[Records from a collection]
****
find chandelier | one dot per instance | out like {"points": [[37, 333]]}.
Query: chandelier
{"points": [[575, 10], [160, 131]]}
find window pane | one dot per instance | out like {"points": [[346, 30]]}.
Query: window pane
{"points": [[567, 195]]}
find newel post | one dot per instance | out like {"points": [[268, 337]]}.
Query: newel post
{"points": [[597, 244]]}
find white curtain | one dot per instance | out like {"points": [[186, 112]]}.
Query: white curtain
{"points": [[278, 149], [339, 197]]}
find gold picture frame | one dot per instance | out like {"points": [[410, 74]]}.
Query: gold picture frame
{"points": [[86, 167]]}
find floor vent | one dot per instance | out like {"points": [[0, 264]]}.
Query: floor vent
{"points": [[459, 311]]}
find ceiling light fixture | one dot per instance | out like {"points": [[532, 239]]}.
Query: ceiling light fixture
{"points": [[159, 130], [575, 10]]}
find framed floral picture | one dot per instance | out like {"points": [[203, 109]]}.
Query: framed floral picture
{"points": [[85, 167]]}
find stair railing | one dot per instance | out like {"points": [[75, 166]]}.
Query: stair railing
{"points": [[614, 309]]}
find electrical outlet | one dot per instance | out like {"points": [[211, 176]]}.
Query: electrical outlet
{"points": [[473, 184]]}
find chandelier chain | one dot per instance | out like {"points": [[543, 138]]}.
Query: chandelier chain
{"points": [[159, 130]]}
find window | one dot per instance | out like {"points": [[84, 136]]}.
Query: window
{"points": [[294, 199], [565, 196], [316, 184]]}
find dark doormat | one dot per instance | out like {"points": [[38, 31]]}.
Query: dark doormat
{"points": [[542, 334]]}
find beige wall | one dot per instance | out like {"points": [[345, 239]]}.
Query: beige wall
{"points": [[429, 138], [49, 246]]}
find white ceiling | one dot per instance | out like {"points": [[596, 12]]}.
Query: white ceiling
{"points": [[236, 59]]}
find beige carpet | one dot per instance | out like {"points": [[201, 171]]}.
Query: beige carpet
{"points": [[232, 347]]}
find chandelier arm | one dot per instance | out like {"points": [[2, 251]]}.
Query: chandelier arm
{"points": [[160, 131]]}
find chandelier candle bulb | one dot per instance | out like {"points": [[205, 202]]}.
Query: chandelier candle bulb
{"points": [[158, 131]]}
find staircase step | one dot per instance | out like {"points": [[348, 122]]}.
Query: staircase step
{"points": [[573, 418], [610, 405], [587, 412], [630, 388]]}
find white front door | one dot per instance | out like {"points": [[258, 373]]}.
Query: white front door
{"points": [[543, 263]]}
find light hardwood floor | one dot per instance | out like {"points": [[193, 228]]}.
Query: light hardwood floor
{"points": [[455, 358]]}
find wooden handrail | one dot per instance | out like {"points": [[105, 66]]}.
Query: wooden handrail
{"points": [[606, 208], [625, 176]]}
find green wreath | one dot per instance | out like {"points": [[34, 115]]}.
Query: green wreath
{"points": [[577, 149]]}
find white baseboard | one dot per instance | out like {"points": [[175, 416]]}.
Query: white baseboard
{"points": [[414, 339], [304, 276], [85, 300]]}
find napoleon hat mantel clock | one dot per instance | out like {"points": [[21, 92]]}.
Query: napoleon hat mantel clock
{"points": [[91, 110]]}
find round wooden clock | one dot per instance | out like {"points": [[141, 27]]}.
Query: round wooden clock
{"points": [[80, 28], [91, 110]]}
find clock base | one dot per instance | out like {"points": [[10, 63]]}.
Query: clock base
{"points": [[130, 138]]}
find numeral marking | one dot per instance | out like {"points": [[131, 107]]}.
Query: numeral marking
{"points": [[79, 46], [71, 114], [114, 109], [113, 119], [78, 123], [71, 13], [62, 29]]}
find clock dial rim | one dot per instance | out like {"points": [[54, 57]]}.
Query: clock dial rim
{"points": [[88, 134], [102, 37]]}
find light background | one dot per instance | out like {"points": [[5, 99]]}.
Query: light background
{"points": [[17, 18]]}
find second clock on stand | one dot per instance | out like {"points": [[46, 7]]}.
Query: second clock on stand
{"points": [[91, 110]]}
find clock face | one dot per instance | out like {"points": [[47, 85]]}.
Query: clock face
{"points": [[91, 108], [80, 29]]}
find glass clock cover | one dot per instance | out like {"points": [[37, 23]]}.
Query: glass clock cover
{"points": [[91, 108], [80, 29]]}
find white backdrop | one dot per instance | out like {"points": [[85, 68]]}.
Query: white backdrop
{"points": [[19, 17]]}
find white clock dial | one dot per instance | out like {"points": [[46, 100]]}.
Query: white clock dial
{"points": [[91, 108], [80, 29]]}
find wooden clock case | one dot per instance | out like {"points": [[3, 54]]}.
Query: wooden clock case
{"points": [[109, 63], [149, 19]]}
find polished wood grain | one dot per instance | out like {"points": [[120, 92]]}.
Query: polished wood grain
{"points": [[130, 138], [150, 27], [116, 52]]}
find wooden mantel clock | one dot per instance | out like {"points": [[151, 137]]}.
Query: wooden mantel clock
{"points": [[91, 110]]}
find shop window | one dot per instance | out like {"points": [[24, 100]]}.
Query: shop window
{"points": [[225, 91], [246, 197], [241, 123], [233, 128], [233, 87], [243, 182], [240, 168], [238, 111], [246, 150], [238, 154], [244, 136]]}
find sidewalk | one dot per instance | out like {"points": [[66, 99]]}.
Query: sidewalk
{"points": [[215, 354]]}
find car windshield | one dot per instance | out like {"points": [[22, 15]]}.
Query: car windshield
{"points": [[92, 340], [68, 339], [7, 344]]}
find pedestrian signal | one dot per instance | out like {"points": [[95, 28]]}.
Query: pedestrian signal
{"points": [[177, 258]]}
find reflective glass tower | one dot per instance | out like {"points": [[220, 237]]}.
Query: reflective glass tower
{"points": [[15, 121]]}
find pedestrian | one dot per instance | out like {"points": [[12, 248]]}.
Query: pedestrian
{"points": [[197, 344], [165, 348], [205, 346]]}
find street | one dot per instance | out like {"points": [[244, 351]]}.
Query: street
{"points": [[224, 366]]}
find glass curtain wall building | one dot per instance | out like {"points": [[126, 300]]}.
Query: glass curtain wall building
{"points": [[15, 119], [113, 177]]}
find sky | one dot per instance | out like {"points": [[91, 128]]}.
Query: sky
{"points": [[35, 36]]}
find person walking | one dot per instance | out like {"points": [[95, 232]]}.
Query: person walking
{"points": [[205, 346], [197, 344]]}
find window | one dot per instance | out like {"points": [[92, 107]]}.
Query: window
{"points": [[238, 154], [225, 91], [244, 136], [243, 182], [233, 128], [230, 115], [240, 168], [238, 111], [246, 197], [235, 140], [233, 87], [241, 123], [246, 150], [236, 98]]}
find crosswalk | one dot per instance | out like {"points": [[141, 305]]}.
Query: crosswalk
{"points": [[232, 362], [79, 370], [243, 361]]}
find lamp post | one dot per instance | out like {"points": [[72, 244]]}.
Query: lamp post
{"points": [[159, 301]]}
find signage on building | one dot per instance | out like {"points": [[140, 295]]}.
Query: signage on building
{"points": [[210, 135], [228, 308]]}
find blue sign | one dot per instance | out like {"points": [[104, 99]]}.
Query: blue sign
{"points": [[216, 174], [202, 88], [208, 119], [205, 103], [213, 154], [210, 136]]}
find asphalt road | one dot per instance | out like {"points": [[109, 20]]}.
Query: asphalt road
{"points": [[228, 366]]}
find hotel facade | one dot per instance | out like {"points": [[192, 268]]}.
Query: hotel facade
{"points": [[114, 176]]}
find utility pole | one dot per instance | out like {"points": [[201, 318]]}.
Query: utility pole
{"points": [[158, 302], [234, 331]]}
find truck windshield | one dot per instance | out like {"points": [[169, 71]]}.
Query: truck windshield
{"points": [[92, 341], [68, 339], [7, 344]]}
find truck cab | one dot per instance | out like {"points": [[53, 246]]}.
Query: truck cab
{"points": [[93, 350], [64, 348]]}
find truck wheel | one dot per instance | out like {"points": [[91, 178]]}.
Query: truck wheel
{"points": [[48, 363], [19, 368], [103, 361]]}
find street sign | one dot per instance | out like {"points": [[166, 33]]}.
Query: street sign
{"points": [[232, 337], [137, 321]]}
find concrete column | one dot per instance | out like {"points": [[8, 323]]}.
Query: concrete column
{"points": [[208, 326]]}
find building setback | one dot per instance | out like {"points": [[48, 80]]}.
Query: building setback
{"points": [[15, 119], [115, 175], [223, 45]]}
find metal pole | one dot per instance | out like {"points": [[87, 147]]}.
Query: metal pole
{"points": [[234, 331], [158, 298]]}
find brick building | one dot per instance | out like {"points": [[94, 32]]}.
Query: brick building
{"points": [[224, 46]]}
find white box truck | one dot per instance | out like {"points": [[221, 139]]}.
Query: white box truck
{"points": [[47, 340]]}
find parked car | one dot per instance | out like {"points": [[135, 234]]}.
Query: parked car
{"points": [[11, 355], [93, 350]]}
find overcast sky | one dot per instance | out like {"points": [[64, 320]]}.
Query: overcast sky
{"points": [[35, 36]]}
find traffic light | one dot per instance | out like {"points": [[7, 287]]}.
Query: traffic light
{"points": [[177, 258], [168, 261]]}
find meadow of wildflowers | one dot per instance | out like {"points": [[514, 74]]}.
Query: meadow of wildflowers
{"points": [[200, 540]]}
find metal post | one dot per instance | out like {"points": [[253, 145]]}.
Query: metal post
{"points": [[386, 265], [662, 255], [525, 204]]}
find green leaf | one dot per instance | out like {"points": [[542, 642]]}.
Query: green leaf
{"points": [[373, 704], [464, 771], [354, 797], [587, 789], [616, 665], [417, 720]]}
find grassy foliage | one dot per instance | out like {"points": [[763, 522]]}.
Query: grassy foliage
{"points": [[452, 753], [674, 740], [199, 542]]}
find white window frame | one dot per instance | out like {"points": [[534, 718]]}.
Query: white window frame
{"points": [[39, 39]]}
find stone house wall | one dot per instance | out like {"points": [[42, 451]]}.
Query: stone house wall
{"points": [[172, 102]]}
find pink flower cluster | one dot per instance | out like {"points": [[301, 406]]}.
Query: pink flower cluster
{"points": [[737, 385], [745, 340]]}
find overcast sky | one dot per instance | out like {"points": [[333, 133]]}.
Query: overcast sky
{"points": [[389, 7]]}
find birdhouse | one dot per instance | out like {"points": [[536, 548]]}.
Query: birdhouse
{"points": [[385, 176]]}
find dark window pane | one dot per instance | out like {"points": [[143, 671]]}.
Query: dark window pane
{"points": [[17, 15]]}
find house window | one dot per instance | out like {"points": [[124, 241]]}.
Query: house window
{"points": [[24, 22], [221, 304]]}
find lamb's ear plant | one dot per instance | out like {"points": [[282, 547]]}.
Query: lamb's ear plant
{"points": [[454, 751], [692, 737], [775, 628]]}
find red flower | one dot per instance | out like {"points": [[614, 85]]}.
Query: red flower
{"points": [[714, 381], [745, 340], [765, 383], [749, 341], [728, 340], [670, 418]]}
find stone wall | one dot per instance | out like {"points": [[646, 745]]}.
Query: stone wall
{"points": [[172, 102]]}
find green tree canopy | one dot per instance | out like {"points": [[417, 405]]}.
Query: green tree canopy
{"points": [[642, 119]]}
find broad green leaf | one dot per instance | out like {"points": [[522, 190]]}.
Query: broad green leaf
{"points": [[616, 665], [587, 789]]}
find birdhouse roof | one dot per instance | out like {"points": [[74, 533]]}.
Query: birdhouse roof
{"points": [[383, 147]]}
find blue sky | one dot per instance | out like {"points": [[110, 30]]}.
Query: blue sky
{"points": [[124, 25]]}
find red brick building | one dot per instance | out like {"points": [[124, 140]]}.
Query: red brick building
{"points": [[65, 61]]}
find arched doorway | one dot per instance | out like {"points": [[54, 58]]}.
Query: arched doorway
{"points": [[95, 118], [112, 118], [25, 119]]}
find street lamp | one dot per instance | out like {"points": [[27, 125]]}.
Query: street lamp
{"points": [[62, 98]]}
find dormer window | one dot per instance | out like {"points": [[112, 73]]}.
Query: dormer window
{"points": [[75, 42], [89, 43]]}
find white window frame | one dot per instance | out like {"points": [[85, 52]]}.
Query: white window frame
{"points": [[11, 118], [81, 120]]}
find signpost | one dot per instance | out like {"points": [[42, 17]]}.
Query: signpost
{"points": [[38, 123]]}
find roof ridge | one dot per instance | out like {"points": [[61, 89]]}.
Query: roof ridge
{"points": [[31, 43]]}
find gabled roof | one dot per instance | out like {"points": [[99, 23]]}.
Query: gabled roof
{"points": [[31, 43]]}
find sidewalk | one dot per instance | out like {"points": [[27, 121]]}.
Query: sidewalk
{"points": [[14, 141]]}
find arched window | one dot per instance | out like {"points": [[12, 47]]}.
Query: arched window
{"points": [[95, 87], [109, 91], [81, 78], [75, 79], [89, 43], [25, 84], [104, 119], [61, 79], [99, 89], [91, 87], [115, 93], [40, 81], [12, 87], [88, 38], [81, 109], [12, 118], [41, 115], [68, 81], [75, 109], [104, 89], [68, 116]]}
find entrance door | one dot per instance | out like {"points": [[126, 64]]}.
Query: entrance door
****
▶ Aim: Repeat exactly the lines from the one containing "find stone wall" through the last line of the records above, both included, and nothing else.

▶ Full solution:
find stone wall | one dot per instance | out like {"points": [[646, 745]]}.
Query: stone wall
{"points": [[172, 102]]}
find green tree canopy | one dot per instance | out like {"points": [[417, 405]]}.
Query: green tree canopy
{"points": [[642, 119]]}
find broad green leaf | one dot per instance | out like {"points": [[522, 190]]}.
Query: broad green leaf
{"points": [[616, 665], [587, 789]]}
find birdhouse roof | one dot per instance | out like {"points": [[74, 533]]}.
Query: birdhouse roof
{"points": [[383, 147]]}
find blue sky | one dot per instance | out like {"points": [[110, 30]]}.
Query: blue sky
{"points": [[124, 25]]}
find red brick building | one dot per instance | out like {"points": [[124, 140]]}.
Query: red brick building
{"points": [[65, 61]]}
find arched doorway | one dot per instance | out like {"points": [[54, 58]]}.
Query: arched doorway
{"points": [[95, 118], [112, 118], [25, 119]]}
find street lamp | one dot per instance | out like {"points": [[27, 125]]}.
Query: street lamp
{"points": [[62, 98]]}
find dormer window | one dot per instance | out like {"points": [[112, 73]]}.
Query: dormer window
{"points": [[75, 42], [89, 43]]}
find white window frame | one dot per instance | out like {"points": [[85, 52]]}.
Query: white window frame
{"points": [[11, 118], [81, 120]]}
find signpost | one dot per instance | out like {"points": [[42, 17]]}.
Query: signpost
{"points": [[38, 123]]}
find roof ridge | one dot per instance | out like {"points": [[61, 89]]}.
Query: roof ridge
{"points": [[31, 43]]}
find gabled roof | one dot per instance | out like {"points": [[99, 23]]}.
Query: gabled roof
{"points": [[31, 43]]}
find sidewalk | one dot per instance | out like {"points": [[27, 121]]}.
Query: sidewalk
{"points": [[14, 141]]}
find arched window | one dot per instance | out like {"points": [[12, 47]]}.
Query: arched window
{"points": [[95, 87], [109, 91], [81, 78], [75, 79], [89, 43], [25, 84], [104, 119], [61, 79], [99, 89], [91, 87], [115, 93], [40, 81], [12, 87], [88, 38], [81, 109], [12, 118], [41, 115], [68, 81], [75, 109], [104, 89], [68, 116]]}
find entrance door | one dot per instance | out like {"points": [[126, 64]]}.
Query: entrance door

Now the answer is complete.